(SOURCE EXTRACT):
Answer:
Second option
Step-by-step explanation:
For a system of linear equations, there are three possible number of solutions:
Infinite solutions: When the equations are equivalent
One solution: When they are not parallel
No solution: When they are parallel and have different y-intercepts
(When the slope is the same, equations are parallel)
Rearrange equations to slope-intercept form y=mx+b where "m" is slope and "b" is y-intercept. Isolate "y" to do this.
First option:
5x + 5y = 10
5y = -5x + 10
y = -x + 2
2x + 2y = 4
2y = -2x + 4
y = -x + 2
The equations are equivalent. Infinite solutions.
Second option:
3x - 6y = 4
-6y = -3x + 4
y = 1/2 x - 2/3
-4x + 8y = 7
8y = 4x + 7
y = 1/2 x + 7/8
Same slope, different y-intercepts. No solutions.
Third option:
6x + 2y = 6
2y = -6x + 6
y = -3x + 3
7x + 3y = 9
3y = -7x + 9
y = -7/3 x + 3
Different slopes. One solution.
Last option:
3x - 4y = 16
-4y = -3x + 16
y = 3/4 x - 4
2x + 3y = 5
3y = -2x + 5
y = -2/3 x + 5/3
Different slopes. One solution.

(MATERIAL SUPPLIED):
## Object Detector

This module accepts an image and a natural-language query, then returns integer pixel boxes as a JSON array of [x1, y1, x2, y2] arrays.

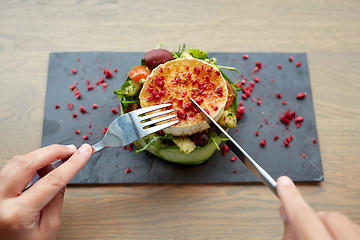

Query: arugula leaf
[[188, 48, 207, 59], [135, 135, 174, 154], [171, 43, 186, 59], [216, 65, 240, 73]]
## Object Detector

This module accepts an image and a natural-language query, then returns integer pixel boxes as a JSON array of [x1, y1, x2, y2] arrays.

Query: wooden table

(TASK TO COMPLETE):
Reproduce the passage of the linear-equations explanation from "Rearrange equations to" up to and including "equivalent. Infinite solutions.", swapping "equivalent" for "identical".

(RESPONSE TO THIS EXERCISE):
Rearrange equations to slope-intercept form y=mx+b where "m" is slope and "b" is y-intercept. Isolate "y" to do this.
First option:
5x + 5y = 10
5y = -5x + 10
y = -x + 2
2x + 2y = 4
2y = -2x + 4
y = -x + 2
The equations are identical. Infinite solutions.